--- START Passage shown ---

Sound levels a sore point on TV and elsewhere

It is fair to say that my recent Publisher’s Letters on the topics of loud TV commercials and excessive sound levels in cinemas and theatres have triggered a lively response. We have more letters on this topic in the Mailbag pages this month and since they are still coming in, there will undoubtedly be a few more next month.

I must admit to be being baffled by some of the responses to the editorial about sound levels in theatres, coming from the people who actually do the work. One response was along the lines that before anyone should think of complaining to theatre management, they should take a series of measurements around the theatre or whatever venue is involved.

How unrealistic! One does not go to a theatre, on the one hand expecting to enjoy the entertainment, and on the other expecting to be blasted and therefore also carrying a sound level meter so one can dart around the theatre making measurements. As my daughters would say, “Get real!” or worse, “Get a life!”. If one was so concerned about being blasted, that would be substantial disincentive to buying a ticket in the first place.

It seems to me that whoever is responsible for the sound levels at cinemas and elsewhere, whether it is the producer, management, disc jockey or whoever, simply does not realise that if people have to shout to communicate to the person next to them, then the sound is just too loud; no test equipment is required. That rule of thumb has been quoted by hearing experts over the decades. That it seems to be largely ignored by people who should know better is a paradox.

Mind you it also seems to me that many people are simply inured to excessive sound levels and are too timid to even think about complaining. And there is another group who are obviously well on the way to going deaf and probably need the wick wound up a bit. But still on the same theme, if people are moderately to severely deaf then it is also true that they are less able to cope with excessive sound levels; in effect, they can’t hear the soft bits and can’t stand the really loud bits. And inevitably there are some people at public performances who are too drunk or stupid to care.

We already know that a substantial proportion of the population is deaf and a lot of that deafness is due to being exposed to excessive sound levels. It is because so many people are deaf that most public venues also provide hearing loops so that people with hearing aids can listen to the performance. That is an even bigger paradox, isn’t it? Public venues provide for deaf people and then act as though the rest of the population should also be rendered deaf!

So if we already know that a significant portion of the population is already deaf and even more people are likely to be deaf in the future, doesn’t that tell us something? If the relevant authorities are ineffective at protecting the public’s hearing, then individuals must act on their own behalf.

For my part, in the future I will always take earplugs with me whenever I go to a venue where sound levels are likely to be high. I do the same thing when I use noisy power tools, just as I wear eye protection. I suggest that you do the same.

--- END Passage shown ---

## To-do list
a - Rewrite the editorial on sound levels, everything from "Mind you it" down to "stupid to care.", with "hesitant" in place of "timid".
b - According to the sound-levels editorial, what rule of thumb shows that sound is too loud without any test equipment?
c - In the sound-levels editorial, which parties are named as possibly responsible for the sound levels at cinemas and elsewhere?
None of the material after this point is needed.

--- START Data lines ---

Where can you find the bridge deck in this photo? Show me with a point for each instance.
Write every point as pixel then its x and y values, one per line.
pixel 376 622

--- END Data lines ---

## Solutions to the exercise
a -
Mind you it also seems to me that many people are simply inured to excessive sound levels and are too hesitant to even think about complaining. And there is another group who are obviously well on the way to going deaf and probably need the wick wound up a bit. But still on the same theme, if people are moderately to severely deaf then it is also true that they are less able to cope with excessive sound levels; in effect, they can’t hear the soft bits and can’t stand the really loud bits. And inevitably there are some people at public performances who are too drunk or stupid to care.

b - If people have to shout to communicate to the person next to them, the sound is too loud.

c - The producer, management, and the disc jockey.